══ Data provided ══

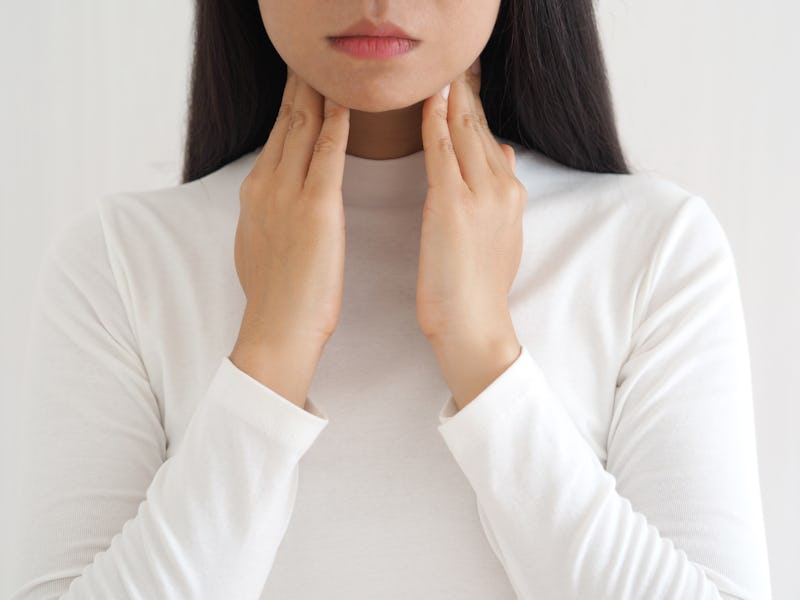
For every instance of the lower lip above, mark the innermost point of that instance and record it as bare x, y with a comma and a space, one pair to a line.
373, 47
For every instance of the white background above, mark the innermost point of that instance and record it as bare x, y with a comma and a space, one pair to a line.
94, 101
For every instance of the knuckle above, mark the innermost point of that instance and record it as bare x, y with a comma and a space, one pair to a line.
324, 143
471, 121
299, 118
445, 144
440, 113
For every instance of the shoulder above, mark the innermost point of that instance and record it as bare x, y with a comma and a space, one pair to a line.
642, 210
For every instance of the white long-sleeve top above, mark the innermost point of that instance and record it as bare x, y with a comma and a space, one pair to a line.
614, 458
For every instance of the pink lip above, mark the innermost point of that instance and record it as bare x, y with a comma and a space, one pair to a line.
365, 28
373, 47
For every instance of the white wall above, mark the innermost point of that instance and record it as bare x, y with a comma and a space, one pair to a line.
93, 101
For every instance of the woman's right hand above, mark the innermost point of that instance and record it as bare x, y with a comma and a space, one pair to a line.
290, 238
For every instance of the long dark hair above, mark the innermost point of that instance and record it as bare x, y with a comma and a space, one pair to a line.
544, 85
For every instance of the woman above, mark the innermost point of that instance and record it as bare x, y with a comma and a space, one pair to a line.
577, 327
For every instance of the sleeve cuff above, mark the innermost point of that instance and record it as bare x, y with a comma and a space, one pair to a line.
499, 397
279, 418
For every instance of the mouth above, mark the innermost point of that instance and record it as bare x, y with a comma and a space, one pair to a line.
366, 28
373, 47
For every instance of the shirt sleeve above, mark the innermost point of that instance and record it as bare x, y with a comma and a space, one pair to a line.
102, 514
676, 511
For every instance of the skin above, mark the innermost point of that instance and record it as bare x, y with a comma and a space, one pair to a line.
290, 238
384, 96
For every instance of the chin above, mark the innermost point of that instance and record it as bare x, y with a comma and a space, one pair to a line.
377, 105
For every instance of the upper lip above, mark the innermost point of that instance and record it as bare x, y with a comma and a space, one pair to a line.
366, 27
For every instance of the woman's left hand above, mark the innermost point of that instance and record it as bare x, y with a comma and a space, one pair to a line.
471, 239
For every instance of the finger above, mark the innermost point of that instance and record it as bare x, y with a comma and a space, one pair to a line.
326, 170
304, 125
465, 130
441, 164
267, 160
495, 156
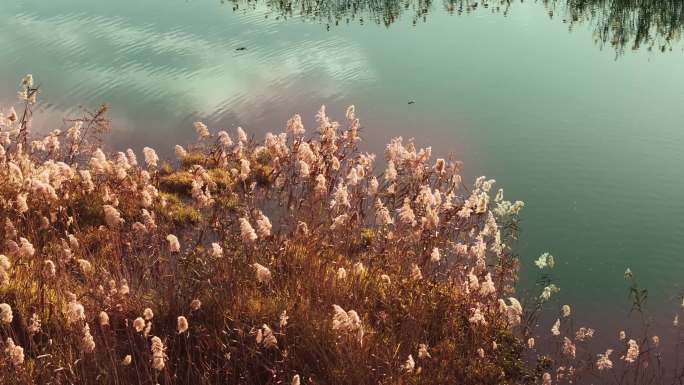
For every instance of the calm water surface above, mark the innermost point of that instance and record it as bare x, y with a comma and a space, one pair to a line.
588, 133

═══

» **Exercise**:
Output every line of the material above as a Markdown table with the columns Number and Entry. Leave out the pictures and any blank lines.

» **Exercise output**:
| Number | Entry |
|---|---|
| 1 | For every instance of the lower lip above, mark the innermost point of that instance and record it as bare x, y with a comma and a space, one pair to a line. |
| 2 | 373, 47 |
| 3 | For every instance of the white background above, mark the innermost point of that instance and record it as bare x, y with a comma and a space, one pair to a line. |
| 4 | 94, 101 |
| 5 | For every instance of the knuckle above, mark the innermost point of that instance and record it as bare x, y with a comma and a space, one pair to a line. |
| 6 | 324, 143 |
| 7 | 471, 121 |
| 8 | 299, 118 |
| 9 | 445, 144 |
| 10 | 440, 113 |
| 11 | For every instance of the shoulder above, mark the innermost point of that instance and record it as bare x, y with a comma and a space, one pair to a line. |
| 12 | 642, 210 |
| 13 | For every instance of the white long-sleeve top above, mark the innermost point of that instance and record it as bare x, y with a comma and a space, one pair to a line. |
| 14 | 614, 458 |
| 15 | For every instance of the pink lip above, mark the innermost point of that instance and record it as bare x, y with a comma and a space, one pair to a line. |
| 16 | 365, 28 |
| 17 | 373, 47 |
| 18 | For every instance of the white wall above, mark the innermost point of that instance and record it as bare x, y with a comma and a space, one pair to a line. |
| 19 | 93, 101 |
| 20 | For every instance of the woman's right hand above, mark the innermost point of that instance and record it as bare x, y with a comma and a space, one pair to a line. |
| 21 | 290, 238 |
| 22 | For every instance of the long dark hair above, mark the innermost point of that instance and record it as bare x, y with a comma and a space, one pair to a line. |
| 23 | 544, 85 |
| 24 | For every instance of the woman above, mark the innermost point of that instance and record it as bare x, y with a comma and a space, one pair to a line. |
| 25 | 577, 327 |
| 26 | For every instance of the sleeve cuff above, mark the innermost point of that instance and record it as bare x, y with a comma and a space, one pair to a line. |
| 27 | 499, 397 |
| 28 | 279, 418 |
| 29 | For every instance of the mouth above, mark the innermost point of that instance and record it as bare x, y with a comma and a space, one pair to a line. |
| 30 | 366, 28 |
| 31 | 373, 47 |
| 32 | For every instance of the shirt sleeve above, mark the innermost point of that instance and record it as bare x, y with a comma and a space, one pair to a line. |
| 33 | 102, 514 |
| 34 | 676, 511 |
| 35 | For every instance of the skin above, mark the innermost point of that instance and record it as bare x, y with a comma and a space, one pair to a line. |
| 36 | 290, 238 |
| 37 | 384, 96 |
| 38 | For every instance of the chin above, mark the innermost point of that instance and record it as bare x, y with a comma and a space, one pair to a line. |
| 39 | 377, 105 |
| 40 | For every instance of the upper lip above, mark the innermost point of that instance and record it as bare x, y with a comma and a space, one pair to a line. |
| 41 | 366, 27 |
| 42 | For every instance of the woman's left hand above, mark the innermost point of that instance and record it as bare x, y with a comma and a space, one pair to a line. |
| 43 | 471, 239 |
| 44 | For every instance of the finger above, mark the innermost point of that instance and record it as bare x, y with a comma and a space, one pair to a line. |
| 45 | 326, 170 |
| 46 | 304, 125 |
| 47 | 465, 130 |
| 48 | 441, 164 |
| 49 | 267, 160 |
| 50 | 495, 156 |
| 51 | For every instance of the calm water surface above, mark the innermost point of that instance and record it as bare x, y with a comma and a space, one pair to a line. |
| 52 | 588, 133 |